## AIM OF THE TASK
Restate the data below word for word, leaving nothing out.

## GIVEN DATA
══════════

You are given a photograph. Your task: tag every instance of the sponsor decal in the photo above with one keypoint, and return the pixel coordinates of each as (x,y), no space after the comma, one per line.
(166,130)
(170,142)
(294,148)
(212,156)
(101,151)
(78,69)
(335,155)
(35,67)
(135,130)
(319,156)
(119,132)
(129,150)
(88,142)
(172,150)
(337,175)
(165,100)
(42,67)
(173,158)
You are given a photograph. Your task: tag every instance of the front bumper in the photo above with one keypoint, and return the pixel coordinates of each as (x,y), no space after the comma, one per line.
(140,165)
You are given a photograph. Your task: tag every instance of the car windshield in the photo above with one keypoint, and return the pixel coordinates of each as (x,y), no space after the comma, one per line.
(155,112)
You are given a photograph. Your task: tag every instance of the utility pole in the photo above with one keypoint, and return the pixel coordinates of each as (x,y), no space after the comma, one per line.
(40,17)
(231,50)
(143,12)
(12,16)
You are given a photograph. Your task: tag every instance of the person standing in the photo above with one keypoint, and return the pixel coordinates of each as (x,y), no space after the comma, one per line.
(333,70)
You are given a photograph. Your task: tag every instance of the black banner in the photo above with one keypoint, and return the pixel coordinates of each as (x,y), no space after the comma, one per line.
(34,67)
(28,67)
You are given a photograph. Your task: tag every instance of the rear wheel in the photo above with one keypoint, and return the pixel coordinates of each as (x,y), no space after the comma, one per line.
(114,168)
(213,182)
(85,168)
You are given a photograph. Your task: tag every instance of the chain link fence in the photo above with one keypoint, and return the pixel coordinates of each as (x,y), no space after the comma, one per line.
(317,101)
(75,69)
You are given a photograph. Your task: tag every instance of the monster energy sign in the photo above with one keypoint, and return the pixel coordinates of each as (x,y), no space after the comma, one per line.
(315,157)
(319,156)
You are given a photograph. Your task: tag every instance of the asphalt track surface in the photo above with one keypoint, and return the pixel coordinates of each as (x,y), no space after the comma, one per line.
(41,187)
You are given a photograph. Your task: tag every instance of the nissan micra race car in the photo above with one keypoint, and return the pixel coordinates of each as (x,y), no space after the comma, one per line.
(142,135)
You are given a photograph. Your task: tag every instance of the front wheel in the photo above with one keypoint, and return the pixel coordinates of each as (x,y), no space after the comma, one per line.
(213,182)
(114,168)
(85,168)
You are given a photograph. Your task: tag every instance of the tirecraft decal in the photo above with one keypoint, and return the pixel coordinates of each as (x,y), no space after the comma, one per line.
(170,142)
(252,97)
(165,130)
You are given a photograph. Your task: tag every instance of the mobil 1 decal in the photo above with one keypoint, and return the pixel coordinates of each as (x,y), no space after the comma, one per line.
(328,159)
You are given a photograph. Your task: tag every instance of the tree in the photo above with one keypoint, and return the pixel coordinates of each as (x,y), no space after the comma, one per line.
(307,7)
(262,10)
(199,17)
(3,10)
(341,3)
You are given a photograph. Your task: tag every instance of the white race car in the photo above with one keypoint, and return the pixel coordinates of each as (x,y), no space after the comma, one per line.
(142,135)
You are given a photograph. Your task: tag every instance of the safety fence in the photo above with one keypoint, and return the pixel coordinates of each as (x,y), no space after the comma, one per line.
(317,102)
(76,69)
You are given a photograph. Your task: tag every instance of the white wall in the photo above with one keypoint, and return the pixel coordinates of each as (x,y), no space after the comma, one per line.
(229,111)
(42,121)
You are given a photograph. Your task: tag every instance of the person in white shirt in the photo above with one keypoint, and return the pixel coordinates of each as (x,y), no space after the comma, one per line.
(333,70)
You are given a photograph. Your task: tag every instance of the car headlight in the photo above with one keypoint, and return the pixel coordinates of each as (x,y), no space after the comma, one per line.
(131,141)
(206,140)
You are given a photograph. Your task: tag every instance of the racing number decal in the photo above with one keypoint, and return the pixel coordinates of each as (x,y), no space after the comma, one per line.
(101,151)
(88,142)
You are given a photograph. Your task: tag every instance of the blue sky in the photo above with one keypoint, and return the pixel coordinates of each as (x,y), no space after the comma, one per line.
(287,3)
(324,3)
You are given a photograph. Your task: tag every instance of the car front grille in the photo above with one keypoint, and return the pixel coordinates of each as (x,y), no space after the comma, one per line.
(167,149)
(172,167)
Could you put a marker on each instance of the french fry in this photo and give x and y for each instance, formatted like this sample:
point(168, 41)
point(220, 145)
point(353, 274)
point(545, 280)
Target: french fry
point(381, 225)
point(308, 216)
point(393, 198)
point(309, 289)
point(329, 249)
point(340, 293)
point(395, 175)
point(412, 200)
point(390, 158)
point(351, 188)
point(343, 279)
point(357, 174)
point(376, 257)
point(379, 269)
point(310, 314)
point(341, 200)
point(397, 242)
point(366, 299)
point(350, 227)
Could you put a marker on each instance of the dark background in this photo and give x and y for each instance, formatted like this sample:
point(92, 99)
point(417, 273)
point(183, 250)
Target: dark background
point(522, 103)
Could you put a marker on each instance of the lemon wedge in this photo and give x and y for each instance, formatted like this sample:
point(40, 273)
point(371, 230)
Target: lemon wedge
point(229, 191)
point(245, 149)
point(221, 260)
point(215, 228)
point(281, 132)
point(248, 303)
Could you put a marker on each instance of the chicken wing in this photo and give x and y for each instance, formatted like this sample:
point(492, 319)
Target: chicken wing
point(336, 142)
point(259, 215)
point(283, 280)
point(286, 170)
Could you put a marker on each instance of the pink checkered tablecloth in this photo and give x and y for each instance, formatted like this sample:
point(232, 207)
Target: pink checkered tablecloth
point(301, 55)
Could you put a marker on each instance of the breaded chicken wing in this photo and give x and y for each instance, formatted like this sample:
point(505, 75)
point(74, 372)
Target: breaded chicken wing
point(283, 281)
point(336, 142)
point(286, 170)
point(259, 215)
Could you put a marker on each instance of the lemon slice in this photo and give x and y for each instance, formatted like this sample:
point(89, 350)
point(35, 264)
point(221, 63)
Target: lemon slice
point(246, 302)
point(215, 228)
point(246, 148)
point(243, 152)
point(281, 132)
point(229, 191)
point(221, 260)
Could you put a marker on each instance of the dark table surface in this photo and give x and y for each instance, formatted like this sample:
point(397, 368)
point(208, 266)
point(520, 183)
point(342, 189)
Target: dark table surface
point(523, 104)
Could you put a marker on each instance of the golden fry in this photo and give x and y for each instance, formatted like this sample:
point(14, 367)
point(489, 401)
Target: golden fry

══════════

## SOLUTION BELOW
You are given a photograph. Your task: tag every instance of the sponsor decal in the photo above with one keypoint, and return the pixel coordinates of each as (x,y), no space after the comma, one per line.
(166,130)
(170,142)
(294,148)
(212,156)
(101,151)
(78,69)
(335,155)
(35,67)
(135,130)
(319,156)
(119,132)
(129,150)
(88,142)
(172,150)
(337,175)
(165,100)
(42,67)
(173,158)
You are given a photograph. Your task: tag every instance of the front bumper in the photo above with one keypoint, and return the pixel coordinates of each as (x,y), no space after the comma, one per line.
(140,165)
You are given a photograph. Your task: tag every instance of the car windshield in the photo above with one keypoint, and return the pixel coordinates of each as (x,y), no space after the comma, one per line.
(155,112)
You are given a photograph. Your task: tag every instance of the utility pole in the photo above with one keypoint, and return the pixel coordinates of each as (x,y), no space after the comma, one per line.
(40,17)
(231,50)
(143,12)
(12,16)
You are given a photograph. Your task: tag every instance of the person standing in the photo above with one keypoint, and return the pixel coordinates of each as (x,y), no space after the comma, one per line.
(333,70)
You are given a photograph. Your task: tag every instance of the black banner in the photo above with one keypoint, and return the pixel coordinates of each as (x,y), no space after the comma, one per line.
(34,67)
(28,67)
You are given a photograph. Your task: tag every instance of the rear wheel in the photo above with one keypoint, and return the pixel coordinates of each as (x,y), no space after the comma, one per line.
(114,168)
(213,182)
(85,168)
You are given a photograph. Your task: tag every instance of the chain link fence in the photo above with one keypoint, and return the pixel coordinates of each as (x,y), no space after the comma, one per line.
(317,101)
(75,69)
You are given a photograph. Your task: tag every instance of the monster energy sign in the photo above with one keypoint, and return the pixel coordinates of each as (x,y), no space after the comma, one per line.
(315,157)
(319,156)
You are given a photograph. Your task: tag every instance of the asphalt track surface in the photo above with one keypoint, and return the pixel coordinates of each as (x,y), no space after the comma, one per line.
(41,187)
You are given a photograph. Your task: tag every instance of the nissan micra race car in the photo above with one keypoint, and return the pixel coordinates of each as (x,y), no space after the comma, one per line.
(142,135)
You are given a photograph. Your task: tag every instance of the front wheel in the photo above with one keypoint, and return the pixel coordinates of each as (x,y), no space after the comma, one per line.
(213,182)
(114,168)
(85,168)
You are given a photograph. Your task: tag every instance of the tirecraft decal in the photo above with one keypoint, and return the pixel coordinates of each as (x,y), no space after the comma, one per line.
(170,142)
(252,97)
(165,130)
You are given a photograph. Your task: tag every instance of the mobil 1 decal in the photo above with one keypoint, and return the pixel coordinates of each as (x,y), no space after the comma, one per line.
(328,159)
You are given a photograph. Your task: tag every instance of the tree in the photo above with one keypoint, and return the pixel coordinates of each as (x,y), no space after the comma, one per line.
(307,7)
(262,10)
(199,17)
(3,10)
(341,3)
You are given a photograph. Your task: tag every instance of the white race car in the photo above with one keypoint, and return the pixel coordinates of each as (x,y), no space after the comma, one per line.
(142,135)
You are given a photograph. Your task: tag every instance of the safety fence in the photo above with one keypoint, and return the pixel coordinates of each as (x,y), no space after the comma, one per line.
(317,102)
(76,69)
You are given a photograph. Your task: tag every instance of the white wall in the photo above with one keypoint, and return the pixel coordinates of each as (x,y), no space after the comma, one per line.
(229,111)
(42,121)
You are given a photograph. Your task: tag every instance of the person in white shirt in the photo above with one keypoint, and return the pixel coordinates of each as (x,y), no space after the comma, one per line.
(333,70)
You are given a photograph. Your task: tag every instance of the car headlight in the photo above with one keypoint, and return the pixel coordinates of each as (x,y), no space after the comma, one per line.
(131,141)
(206,140)
You are given a photograph. Your task: tag every instance of the racing number decal in the photo above with one keypoint, and return the pixel coordinates of each as (x,y), no space after the comma, one per line.
(101,151)
(88,142)
You are given a photograph. Your task: tag every instance of the blue sky in the photo above with one keypoint, and return the pixel coordinates of each as (x,y), no space after the comma, one per line.
(287,3)
(324,3)
You are given a photograph. Your task: tag every instance of the car front grille in the photo above with one keypoint, and return the pixel coordinates of each as (x,y), no space after the comma, one per line.
(167,149)
(172,167)
Could you put a marker on each instance of the french fry in this photo and give x and y for each instance, formatted like this sample:
point(168, 41)
point(220, 145)
point(353, 274)
point(545, 280)
Target: french fry
point(381, 225)
point(308, 216)
point(393, 198)
point(309, 289)
point(329, 249)
point(340, 293)
point(395, 175)
point(412, 200)
point(390, 158)
point(351, 188)
point(343, 279)
point(357, 174)
point(376, 257)
point(379, 269)
point(310, 314)
point(341, 200)
point(397, 242)
point(366, 299)
point(350, 227)
Could you put a marker on each instance of the dark background in this photo and give x and y for each instance, formatted like this sample:
point(92, 99)
point(417, 273)
point(183, 250)
Target: dark background
point(522, 103)
Could you put a marker on each instance of the lemon wedge in this photo and give x and y for each instance, formatted like this sample:
point(40, 273)
point(371, 230)
Target: lemon wedge
point(229, 191)
point(245, 149)
point(221, 260)
point(215, 228)
point(281, 132)
point(248, 303)
Could you put a marker on each instance of the chicken wing in this photo and give x and y for each instance, formatted like this sample:
point(492, 319)
Target: chicken wing
point(336, 142)
point(259, 215)
point(283, 280)
point(286, 170)
Could you put a marker on each instance of the pink checkered tablecloth in this photo and give x and y for each instance, formatted like this sample:
point(232, 207)
Target: pink checkered tablecloth
point(301, 55)
Could you put a marker on each instance of the breaded chicken wing in this photo and give x and y for each instance, formatted like this sample:
point(505, 75)
point(74, 372)
Target: breaded chicken wing
point(283, 281)
point(336, 142)
point(286, 170)
point(259, 215)
Could you put a marker on each instance of the lemon slice in this photo and give x and y for each instance, formatted like this sample:
point(89, 350)
point(35, 264)
point(221, 63)
Target: lemon slice
point(246, 302)
point(215, 228)
point(246, 148)
point(243, 152)
point(281, 132)
point(229, 191)
point(221, 260)
Could you put a marker on each instance of the dark table surface in this photo and give x and y for each instance, formatted like this sample:
point(397, 368)
point(208, 266)
point(520, 183)
point(342, 189)
Target: dark table surface
point(523, 104)
Could you put a marker on each instance of the golden fry in this photo and give x and y for each instance, formatted like this sample:
point(14, 367)
point(489, 401)
Target: golden fry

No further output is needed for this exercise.